»»

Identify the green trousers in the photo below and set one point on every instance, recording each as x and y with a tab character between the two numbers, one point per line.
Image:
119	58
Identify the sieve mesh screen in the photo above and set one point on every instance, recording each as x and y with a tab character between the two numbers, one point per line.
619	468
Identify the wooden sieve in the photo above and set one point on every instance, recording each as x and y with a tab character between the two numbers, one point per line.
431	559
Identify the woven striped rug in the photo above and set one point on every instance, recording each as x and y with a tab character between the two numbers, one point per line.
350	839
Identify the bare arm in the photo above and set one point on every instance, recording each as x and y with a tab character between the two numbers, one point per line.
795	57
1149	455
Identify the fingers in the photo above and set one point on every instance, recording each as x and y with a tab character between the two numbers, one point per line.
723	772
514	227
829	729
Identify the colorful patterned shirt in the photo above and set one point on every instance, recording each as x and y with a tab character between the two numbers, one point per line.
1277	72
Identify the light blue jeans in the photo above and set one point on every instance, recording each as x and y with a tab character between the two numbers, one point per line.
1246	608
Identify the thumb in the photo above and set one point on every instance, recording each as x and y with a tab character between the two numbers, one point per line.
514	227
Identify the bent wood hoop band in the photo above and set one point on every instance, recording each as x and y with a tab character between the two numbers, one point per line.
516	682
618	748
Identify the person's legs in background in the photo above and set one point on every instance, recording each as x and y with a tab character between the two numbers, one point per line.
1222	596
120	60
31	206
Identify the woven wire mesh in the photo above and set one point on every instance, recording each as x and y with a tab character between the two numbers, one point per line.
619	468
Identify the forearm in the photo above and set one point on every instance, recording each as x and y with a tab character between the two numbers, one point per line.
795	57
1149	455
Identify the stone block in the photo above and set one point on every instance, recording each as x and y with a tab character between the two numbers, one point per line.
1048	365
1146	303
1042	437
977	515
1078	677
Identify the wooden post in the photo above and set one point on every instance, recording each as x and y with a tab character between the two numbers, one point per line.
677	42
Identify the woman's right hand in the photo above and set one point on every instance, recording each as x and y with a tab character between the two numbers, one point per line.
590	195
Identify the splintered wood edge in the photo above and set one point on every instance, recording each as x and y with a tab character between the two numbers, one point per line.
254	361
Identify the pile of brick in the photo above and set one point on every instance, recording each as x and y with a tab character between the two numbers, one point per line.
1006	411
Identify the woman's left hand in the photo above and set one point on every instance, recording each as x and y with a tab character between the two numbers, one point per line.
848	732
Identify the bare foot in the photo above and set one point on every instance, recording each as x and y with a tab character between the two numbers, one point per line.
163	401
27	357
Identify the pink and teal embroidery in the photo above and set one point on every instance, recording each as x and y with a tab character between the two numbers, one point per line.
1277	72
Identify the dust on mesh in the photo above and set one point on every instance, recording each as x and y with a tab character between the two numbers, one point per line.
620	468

««

__Your assignment__: Every entry should be retyped exactly as it appears.

__Final answer__:
Identify the green trousers in the photo below and set one point on every instance, recording each as x and y with a tab character between the two numbers, one point per line.
Image:
119	58
Identify the sieve mesh screen in the photo above and set one point on every instance, recording each as x and y with a tab character between the two numbers, one point per line.
619	468
Identify the wooden sieve in the photo above and set one point on every instance, recording each as x and y with a tab character between the two numbers, one point per line.
431	559
Identify the woven striped rug in the photo above and set one point on every instance, recording each as x and y with a tab character between the two numbers, one point per line.
350	839
Identify the bare arm in the photo above and set one point on every instance, recording each as x and y with a tab character between the two numbers, one point per line.
795	57
1149	455
Identify the fingers in the photo above and set one point on every instance, recording each as x and y with a tab character between the two numbers, one point per line.
723	772
514	227
829	729
Identify the colorful patterned shirt in the photo above and set one point on every instance, recording each as x and y with a tab character between the two numbers, one point per line.
1277	72
Identify the light blue jeans in the photo above and set one point on every instance, recording each as x and y with a tab character between the two numbers, one point per line.
1246	608
Identify the thumb in the photo above and set one point on every instance, recording each as x and y with a tab character between the two numbers, one point per line.
514	227
Identify the bent wood hoop band in the photo above and set one point on every instance, recording each as x and y with a tab character between the two numbers, one point per line.
516	682
618	748
Identify the person's legs in background in the photo above and set one point on every instance, recording each as x and y with a tab character between the two numbers, one point per line.
1222	596
120	60
31	206
Identify the woven wire mesh in the photo above and set one point on every instance, recording each as x and y with a tab character between the two numbers, one point per line.
619	468
Identify the forearm in the photo above and set one point on every instance, recording each as x and y with a tab character between the two numbers, one point per line.
795	57
1149	455
Identify the stone block in the photo above and set one point on every instance, recording each as x and y with a tab character between the two numbers, one point per line.
1048	365
1146	303
1042	437
977	515
1078	677
Identify the wooden post in the photo above and set one point on every instance, recording each as x and y with a tab character between the two numbers, one point per line.
677	42
Identify the woman's right hand in the photo above and set one point on every instance, recording each as x and y with a tab character between the two numbers, one point per line.
590	195
Identify the splintered wood edge in the photo above and set one point on every instance, recording each as x and y with a tab character between the two numbers, one point per line.
254	361
Identify the pile of brick in the photo above and set one point on every instance, recording each as x and y with a tab character between the two numbers, one point per line.
1006	411
Identify the woman's left hand in the photo above and set one point on every instance, recording each as x and y with a tab character between the two numbers, one point per line.
848	732
Identify the bare foot in the photo above and set one point on every instance, recording each as x and y with a tab character between the two numbers, one point per line.
163	401
27	357
Identify the pink and teal embroidery in the photo above and set one point on every instance, recording each as x and y with a tab character between the two numbers, one point per line.
1277	72
Identify the dust on mesh in the photo above and set one point on every instance, recording each as x and y with a tab character between the two numbers, one point per line.
620	468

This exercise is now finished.